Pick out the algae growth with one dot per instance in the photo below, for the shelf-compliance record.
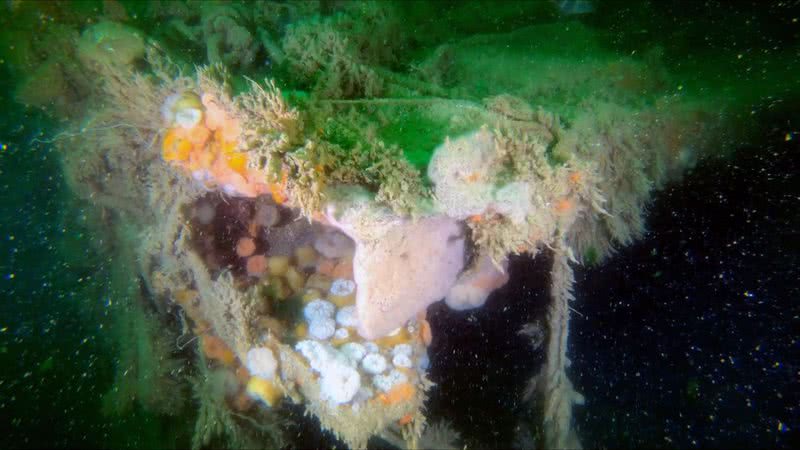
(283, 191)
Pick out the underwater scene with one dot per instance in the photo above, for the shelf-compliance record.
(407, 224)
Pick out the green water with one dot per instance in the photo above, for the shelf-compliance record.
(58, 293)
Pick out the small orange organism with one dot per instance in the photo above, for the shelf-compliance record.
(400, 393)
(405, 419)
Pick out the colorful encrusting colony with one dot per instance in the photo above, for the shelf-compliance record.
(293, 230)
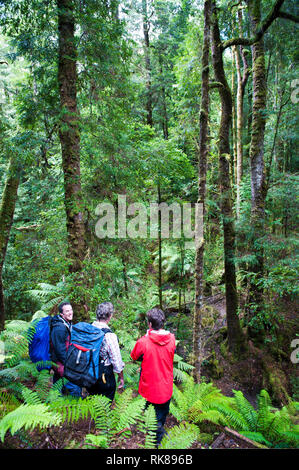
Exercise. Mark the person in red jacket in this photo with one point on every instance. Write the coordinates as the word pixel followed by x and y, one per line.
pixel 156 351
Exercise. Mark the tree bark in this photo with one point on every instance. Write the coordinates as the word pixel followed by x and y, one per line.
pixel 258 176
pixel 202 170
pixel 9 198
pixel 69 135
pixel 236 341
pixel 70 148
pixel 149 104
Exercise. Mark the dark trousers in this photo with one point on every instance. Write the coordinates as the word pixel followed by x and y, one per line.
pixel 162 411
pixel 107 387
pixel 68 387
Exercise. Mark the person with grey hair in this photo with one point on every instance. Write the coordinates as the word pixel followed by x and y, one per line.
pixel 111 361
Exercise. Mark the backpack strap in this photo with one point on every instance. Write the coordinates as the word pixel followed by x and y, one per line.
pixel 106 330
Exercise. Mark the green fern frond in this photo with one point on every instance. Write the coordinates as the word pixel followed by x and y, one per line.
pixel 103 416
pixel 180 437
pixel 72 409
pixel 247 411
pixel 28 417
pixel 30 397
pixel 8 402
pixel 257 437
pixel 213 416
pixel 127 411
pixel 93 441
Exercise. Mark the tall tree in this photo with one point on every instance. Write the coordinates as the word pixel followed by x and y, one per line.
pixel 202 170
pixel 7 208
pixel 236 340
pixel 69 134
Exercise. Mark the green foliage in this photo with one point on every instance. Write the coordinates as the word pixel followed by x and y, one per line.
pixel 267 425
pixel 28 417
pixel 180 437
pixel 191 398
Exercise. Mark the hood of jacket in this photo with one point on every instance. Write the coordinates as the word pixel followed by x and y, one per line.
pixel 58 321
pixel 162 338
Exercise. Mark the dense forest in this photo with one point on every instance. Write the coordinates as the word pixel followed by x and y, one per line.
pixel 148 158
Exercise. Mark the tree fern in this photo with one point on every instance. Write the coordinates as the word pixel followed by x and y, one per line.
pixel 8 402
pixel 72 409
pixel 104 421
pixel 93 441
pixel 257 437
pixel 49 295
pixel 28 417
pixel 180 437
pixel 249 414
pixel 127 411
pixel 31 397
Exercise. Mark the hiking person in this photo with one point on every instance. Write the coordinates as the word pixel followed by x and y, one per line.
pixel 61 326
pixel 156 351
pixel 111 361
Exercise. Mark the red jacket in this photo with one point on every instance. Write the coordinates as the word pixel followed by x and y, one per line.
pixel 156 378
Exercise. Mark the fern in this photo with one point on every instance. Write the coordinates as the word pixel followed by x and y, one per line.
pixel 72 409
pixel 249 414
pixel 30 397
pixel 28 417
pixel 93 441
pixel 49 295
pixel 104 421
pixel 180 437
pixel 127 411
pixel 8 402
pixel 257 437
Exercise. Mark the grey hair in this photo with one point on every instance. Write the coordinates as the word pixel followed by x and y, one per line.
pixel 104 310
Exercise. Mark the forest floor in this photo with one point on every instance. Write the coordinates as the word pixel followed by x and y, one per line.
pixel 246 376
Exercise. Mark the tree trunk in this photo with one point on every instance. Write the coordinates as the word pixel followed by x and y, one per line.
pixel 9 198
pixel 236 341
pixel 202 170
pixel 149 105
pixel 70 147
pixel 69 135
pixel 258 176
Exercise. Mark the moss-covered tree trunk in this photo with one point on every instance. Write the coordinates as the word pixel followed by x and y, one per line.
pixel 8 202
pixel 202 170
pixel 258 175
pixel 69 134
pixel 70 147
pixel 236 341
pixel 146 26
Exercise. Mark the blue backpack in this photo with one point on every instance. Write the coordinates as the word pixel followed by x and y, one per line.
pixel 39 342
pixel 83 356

-----

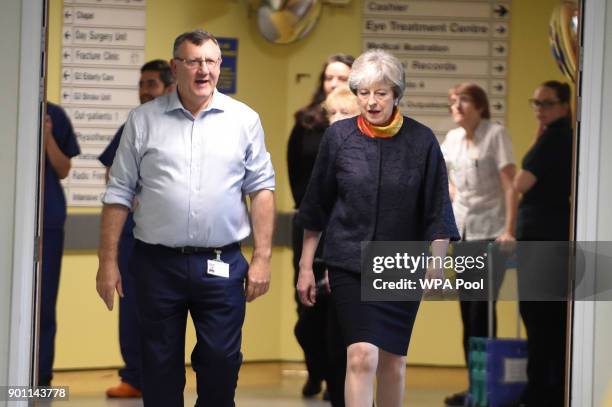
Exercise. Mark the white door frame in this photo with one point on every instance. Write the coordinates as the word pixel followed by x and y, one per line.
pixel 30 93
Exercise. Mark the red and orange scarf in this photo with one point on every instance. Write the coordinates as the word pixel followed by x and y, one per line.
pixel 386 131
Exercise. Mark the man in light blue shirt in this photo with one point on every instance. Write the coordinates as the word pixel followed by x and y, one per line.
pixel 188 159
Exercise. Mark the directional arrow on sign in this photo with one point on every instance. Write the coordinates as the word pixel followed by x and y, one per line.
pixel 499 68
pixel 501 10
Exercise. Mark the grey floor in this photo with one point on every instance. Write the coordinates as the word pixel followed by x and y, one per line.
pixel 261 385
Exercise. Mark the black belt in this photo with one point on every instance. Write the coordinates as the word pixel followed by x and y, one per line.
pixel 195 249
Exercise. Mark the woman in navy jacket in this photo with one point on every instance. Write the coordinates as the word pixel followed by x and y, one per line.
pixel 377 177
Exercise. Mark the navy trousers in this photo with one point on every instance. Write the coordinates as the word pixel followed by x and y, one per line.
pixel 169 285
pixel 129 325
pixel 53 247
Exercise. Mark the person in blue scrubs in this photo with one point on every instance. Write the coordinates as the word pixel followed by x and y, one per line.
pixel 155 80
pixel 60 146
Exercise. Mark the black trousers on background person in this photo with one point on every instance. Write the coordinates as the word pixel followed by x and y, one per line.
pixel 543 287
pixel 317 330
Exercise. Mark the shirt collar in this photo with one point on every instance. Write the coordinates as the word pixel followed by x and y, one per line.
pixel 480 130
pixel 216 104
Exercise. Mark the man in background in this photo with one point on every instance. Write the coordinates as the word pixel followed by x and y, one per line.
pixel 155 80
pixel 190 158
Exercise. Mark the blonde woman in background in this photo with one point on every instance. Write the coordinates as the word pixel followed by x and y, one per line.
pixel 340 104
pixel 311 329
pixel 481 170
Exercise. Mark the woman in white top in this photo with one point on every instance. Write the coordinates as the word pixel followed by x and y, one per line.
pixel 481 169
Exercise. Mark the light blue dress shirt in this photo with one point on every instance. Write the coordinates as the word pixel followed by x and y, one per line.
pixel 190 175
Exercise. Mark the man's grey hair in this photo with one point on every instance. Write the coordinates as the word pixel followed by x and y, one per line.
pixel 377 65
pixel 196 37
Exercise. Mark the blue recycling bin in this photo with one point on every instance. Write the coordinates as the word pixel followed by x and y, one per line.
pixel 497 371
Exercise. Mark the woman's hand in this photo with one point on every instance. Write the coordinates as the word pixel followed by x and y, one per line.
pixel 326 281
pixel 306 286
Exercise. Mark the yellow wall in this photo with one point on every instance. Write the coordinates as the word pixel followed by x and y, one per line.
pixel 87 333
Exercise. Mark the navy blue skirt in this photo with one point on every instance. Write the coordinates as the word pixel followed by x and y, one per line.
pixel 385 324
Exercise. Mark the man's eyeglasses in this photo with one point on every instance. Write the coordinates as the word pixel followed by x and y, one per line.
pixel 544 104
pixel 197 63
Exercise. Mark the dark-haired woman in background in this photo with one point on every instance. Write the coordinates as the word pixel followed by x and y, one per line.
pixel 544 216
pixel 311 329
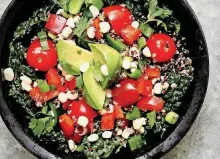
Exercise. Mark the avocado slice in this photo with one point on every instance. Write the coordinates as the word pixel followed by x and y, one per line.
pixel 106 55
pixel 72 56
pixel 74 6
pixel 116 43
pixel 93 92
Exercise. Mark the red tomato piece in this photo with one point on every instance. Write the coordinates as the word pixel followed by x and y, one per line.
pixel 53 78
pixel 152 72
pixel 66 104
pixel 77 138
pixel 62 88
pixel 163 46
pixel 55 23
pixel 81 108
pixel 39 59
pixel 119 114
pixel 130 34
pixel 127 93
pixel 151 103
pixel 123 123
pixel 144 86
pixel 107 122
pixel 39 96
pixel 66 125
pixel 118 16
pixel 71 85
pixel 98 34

-----

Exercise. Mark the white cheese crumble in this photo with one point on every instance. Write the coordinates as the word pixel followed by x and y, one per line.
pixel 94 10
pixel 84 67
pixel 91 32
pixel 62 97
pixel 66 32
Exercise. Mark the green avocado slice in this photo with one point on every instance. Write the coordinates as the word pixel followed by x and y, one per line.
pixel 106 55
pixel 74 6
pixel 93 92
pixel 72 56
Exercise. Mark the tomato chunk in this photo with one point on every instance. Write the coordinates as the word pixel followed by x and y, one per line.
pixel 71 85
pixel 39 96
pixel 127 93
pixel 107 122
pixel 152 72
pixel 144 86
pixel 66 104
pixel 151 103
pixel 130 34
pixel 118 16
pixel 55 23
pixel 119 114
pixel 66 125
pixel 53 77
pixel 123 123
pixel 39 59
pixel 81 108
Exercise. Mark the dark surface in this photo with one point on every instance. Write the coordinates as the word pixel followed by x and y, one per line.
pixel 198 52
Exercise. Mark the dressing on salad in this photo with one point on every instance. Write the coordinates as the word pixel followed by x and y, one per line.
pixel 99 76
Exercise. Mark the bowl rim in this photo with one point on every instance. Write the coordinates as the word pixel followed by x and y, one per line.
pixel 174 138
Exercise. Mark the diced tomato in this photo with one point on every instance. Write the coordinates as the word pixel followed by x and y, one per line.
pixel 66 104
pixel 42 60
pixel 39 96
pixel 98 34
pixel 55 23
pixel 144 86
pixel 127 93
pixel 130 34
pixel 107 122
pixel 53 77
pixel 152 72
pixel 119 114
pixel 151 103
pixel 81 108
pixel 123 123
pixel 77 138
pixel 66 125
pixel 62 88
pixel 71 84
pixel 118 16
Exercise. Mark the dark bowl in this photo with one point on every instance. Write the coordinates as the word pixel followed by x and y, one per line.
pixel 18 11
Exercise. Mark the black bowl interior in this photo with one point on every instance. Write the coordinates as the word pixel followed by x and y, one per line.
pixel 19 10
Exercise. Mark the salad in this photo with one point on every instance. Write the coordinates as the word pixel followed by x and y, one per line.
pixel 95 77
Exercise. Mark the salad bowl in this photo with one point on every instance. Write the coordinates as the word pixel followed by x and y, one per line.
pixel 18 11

-----

Written problem. Copy out the stretch from the line that contains "Exercise. Mark the forest" through the line that contains "pixel 246 376", word for word, and nothing else.

Task response.
Exercise. Mark the forest floor in this photo with one point on every instance. Write the coordinates as the word pixel followed by x and y, one per line.
pixel 246 376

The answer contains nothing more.